What needs to be done:
Report how many lines of the records below contain the string "jacket", replying with the number alone.

---------- Record set ----------

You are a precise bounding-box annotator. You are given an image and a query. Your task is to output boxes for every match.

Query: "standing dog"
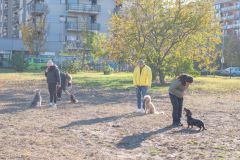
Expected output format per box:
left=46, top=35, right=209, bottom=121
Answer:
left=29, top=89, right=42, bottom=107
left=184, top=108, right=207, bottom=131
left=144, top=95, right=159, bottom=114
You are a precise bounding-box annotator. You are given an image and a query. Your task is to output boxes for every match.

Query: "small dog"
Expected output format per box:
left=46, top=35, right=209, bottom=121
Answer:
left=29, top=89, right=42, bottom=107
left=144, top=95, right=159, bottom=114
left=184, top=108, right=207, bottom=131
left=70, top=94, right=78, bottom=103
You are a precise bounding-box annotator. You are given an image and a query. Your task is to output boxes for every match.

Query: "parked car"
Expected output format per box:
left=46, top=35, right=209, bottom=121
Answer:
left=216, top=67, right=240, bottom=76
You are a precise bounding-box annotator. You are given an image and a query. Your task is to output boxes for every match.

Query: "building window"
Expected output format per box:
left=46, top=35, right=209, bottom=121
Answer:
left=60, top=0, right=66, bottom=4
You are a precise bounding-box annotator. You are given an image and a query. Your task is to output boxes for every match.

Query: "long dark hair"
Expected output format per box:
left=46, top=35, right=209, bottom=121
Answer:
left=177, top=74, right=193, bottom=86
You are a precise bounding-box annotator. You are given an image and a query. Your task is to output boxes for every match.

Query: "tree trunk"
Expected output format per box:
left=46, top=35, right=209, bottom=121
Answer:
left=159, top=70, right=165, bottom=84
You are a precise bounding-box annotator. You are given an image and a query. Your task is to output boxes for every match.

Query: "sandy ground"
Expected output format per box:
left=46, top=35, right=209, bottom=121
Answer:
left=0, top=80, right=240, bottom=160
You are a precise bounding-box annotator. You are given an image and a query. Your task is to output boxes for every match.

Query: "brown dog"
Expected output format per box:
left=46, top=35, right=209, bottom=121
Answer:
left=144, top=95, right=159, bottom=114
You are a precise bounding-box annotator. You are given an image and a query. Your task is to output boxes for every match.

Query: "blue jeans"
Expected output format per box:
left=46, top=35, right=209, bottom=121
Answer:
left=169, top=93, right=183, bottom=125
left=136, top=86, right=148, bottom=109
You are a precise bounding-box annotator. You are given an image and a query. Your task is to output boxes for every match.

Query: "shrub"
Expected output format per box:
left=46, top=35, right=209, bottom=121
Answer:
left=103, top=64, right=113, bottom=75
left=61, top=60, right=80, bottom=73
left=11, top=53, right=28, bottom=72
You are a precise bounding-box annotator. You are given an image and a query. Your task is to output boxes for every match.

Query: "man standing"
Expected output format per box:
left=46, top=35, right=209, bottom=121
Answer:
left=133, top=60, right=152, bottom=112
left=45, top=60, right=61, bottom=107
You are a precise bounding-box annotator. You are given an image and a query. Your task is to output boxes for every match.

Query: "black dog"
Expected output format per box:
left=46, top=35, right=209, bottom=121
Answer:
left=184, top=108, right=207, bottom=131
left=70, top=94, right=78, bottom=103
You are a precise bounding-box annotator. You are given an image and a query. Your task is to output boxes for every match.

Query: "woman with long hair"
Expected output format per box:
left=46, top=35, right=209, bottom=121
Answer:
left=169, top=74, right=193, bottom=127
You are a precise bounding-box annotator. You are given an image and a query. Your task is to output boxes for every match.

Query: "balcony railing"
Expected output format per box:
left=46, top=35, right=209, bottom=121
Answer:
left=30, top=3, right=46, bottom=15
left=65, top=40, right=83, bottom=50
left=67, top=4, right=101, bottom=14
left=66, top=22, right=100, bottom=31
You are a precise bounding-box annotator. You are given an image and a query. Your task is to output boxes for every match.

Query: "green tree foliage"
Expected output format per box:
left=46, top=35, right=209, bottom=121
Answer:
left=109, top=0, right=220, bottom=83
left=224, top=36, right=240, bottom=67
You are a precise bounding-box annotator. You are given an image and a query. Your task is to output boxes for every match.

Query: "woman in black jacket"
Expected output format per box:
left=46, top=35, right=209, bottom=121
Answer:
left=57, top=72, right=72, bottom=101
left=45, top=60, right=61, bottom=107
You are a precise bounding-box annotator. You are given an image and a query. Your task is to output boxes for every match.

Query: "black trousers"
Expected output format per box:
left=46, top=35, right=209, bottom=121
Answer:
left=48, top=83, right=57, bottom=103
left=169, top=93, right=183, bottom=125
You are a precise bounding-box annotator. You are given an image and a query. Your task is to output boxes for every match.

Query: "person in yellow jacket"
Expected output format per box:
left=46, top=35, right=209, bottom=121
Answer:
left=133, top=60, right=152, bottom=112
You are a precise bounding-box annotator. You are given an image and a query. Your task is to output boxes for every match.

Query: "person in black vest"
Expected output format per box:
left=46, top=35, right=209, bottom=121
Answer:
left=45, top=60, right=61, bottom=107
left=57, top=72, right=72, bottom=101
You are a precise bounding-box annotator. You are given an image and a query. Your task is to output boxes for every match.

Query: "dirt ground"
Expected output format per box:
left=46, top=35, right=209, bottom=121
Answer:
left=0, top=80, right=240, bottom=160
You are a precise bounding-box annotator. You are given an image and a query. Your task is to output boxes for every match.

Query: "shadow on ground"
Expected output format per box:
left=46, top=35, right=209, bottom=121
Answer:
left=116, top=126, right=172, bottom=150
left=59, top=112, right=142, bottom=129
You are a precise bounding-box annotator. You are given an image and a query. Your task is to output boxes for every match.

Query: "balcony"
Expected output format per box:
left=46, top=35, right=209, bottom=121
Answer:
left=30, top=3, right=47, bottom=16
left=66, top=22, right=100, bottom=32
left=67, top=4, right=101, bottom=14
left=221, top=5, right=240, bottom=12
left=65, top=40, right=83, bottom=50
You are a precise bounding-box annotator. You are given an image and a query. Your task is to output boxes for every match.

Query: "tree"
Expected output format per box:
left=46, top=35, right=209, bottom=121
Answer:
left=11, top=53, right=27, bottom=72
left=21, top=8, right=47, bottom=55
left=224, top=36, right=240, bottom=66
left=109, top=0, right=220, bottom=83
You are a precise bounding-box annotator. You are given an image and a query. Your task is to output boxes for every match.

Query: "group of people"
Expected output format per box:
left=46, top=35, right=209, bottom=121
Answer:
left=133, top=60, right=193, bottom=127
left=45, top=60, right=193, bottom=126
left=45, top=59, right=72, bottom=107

----------
---------- Record set ----------

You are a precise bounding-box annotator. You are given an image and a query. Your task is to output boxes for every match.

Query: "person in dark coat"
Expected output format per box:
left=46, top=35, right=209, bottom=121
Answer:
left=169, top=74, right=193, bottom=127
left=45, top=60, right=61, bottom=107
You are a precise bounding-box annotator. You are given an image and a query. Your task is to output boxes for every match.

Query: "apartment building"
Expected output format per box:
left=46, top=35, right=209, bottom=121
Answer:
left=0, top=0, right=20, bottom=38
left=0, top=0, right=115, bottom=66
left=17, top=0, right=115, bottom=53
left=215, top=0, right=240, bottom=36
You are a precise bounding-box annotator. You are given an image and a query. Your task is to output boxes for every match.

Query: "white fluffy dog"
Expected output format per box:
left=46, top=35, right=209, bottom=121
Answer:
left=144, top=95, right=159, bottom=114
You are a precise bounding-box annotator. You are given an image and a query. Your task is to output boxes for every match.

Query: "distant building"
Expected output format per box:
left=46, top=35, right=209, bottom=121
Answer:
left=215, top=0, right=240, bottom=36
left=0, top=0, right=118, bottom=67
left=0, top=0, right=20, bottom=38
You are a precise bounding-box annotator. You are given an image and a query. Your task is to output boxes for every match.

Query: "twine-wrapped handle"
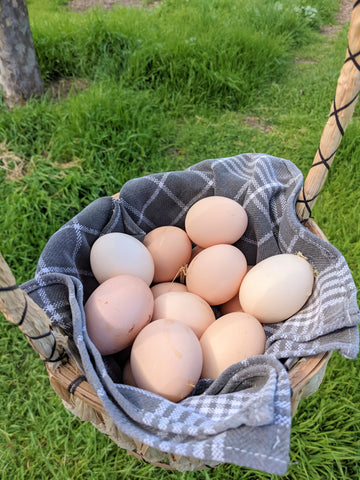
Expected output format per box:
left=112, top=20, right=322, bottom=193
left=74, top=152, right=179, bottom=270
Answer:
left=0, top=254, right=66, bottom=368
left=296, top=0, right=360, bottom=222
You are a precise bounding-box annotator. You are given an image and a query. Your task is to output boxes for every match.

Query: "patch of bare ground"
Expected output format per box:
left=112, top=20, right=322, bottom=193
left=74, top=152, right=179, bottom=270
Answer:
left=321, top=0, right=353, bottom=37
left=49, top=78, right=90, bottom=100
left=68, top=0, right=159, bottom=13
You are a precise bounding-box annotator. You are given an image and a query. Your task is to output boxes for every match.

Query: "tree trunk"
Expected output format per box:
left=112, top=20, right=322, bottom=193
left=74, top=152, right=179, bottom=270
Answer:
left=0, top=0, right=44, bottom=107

----------
---------- Record set ----------

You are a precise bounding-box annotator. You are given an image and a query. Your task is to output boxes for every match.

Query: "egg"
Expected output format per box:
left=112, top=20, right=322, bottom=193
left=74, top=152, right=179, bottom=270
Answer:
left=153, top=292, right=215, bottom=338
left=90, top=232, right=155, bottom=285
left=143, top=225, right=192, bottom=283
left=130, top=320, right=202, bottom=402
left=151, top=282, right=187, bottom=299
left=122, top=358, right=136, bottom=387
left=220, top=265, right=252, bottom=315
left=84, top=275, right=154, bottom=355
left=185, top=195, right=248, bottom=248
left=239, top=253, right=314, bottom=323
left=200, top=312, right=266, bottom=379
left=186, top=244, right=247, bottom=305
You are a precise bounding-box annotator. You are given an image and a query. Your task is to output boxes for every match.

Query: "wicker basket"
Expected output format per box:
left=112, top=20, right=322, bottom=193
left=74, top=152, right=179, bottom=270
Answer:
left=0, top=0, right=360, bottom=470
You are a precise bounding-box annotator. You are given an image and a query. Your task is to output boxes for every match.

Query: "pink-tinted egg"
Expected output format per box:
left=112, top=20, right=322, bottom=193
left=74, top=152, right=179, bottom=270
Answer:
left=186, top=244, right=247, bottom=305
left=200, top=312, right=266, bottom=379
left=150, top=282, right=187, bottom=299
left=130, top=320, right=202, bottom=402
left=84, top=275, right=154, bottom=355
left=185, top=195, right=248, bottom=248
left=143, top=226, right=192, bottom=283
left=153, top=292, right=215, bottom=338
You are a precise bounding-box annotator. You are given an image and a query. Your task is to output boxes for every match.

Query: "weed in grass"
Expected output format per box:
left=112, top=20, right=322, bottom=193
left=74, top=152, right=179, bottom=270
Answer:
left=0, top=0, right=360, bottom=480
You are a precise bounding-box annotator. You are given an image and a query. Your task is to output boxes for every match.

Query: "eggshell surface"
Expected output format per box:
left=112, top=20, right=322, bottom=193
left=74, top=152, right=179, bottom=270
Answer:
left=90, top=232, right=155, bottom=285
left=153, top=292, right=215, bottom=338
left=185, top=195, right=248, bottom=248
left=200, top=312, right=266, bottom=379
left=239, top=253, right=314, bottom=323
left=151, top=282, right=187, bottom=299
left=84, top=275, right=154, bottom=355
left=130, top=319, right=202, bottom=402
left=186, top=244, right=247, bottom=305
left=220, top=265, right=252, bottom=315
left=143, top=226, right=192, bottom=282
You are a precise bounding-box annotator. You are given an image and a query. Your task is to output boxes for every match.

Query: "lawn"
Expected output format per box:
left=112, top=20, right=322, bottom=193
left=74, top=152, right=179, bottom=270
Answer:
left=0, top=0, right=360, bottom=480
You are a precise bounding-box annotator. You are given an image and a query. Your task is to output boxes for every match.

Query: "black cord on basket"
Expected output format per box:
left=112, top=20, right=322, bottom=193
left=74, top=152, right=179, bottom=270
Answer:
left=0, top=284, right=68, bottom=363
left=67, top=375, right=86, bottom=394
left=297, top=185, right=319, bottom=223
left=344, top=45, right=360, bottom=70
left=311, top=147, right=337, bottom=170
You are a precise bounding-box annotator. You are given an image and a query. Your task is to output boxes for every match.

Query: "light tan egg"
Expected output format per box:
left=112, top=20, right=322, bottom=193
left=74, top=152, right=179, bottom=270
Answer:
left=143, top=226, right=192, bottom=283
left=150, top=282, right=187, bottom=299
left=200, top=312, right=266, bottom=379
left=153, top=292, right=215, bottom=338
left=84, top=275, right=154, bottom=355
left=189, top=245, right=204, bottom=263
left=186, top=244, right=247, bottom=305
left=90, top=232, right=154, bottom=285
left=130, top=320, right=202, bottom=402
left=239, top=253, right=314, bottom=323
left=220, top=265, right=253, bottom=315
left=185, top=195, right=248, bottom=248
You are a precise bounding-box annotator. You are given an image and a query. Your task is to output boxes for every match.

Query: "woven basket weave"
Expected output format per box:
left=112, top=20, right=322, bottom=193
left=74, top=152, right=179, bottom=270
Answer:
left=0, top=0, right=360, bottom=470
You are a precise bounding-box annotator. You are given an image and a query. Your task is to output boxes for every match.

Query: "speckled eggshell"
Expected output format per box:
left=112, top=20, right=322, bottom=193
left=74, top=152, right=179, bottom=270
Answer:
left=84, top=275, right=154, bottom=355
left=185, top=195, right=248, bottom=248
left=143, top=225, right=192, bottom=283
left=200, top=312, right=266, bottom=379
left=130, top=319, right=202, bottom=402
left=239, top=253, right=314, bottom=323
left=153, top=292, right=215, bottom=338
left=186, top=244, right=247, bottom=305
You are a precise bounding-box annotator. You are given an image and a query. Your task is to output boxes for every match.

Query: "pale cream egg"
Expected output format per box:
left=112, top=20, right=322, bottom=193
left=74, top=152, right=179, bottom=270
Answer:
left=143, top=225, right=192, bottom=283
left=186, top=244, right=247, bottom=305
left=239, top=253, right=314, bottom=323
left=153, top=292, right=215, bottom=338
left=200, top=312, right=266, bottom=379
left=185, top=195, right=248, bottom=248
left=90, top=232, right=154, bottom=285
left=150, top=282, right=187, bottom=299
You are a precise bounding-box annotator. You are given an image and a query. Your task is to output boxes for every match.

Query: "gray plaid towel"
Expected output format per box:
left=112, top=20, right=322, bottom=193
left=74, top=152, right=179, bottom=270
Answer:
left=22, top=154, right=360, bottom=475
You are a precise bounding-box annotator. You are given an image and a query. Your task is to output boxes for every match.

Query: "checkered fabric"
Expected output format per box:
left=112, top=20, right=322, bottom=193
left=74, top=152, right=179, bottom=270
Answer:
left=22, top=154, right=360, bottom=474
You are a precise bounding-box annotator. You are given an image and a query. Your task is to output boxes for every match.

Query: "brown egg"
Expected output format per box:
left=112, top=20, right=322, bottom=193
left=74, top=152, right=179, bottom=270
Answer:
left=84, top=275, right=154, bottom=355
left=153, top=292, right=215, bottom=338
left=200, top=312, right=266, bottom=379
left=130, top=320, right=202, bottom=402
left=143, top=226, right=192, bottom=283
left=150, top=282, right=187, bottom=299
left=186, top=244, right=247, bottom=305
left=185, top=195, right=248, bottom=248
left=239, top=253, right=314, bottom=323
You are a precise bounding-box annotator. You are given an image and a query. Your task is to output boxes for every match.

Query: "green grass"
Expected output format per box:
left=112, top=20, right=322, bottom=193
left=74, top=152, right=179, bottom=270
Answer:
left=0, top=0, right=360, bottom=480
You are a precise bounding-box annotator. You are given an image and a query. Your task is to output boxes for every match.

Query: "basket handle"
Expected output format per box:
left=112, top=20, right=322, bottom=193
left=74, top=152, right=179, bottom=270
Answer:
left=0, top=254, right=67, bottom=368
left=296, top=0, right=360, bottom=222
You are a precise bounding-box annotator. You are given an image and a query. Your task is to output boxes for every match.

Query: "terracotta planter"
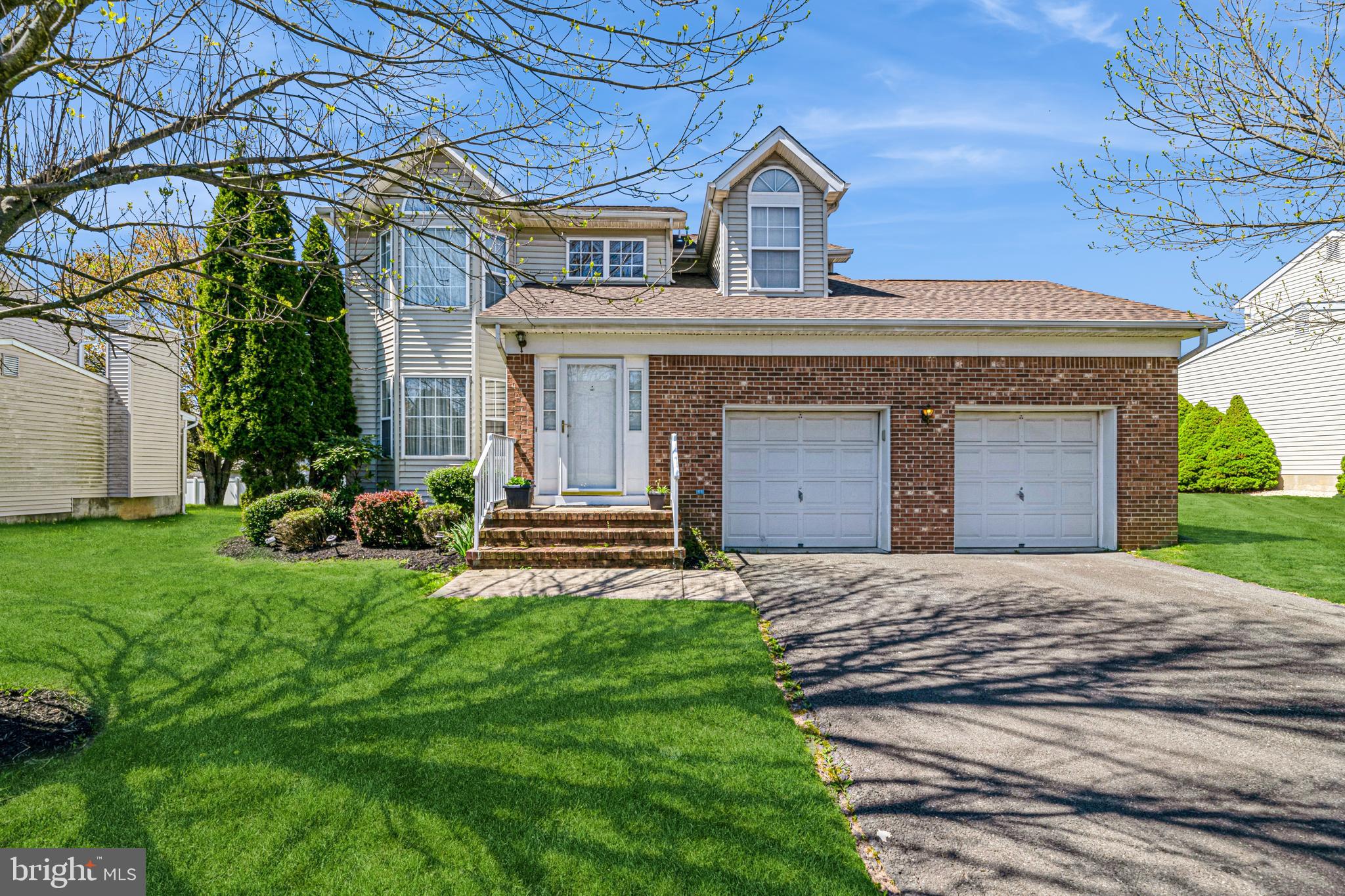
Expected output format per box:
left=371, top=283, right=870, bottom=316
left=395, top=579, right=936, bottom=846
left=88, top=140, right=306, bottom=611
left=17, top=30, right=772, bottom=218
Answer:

----------

Solved exercise:
2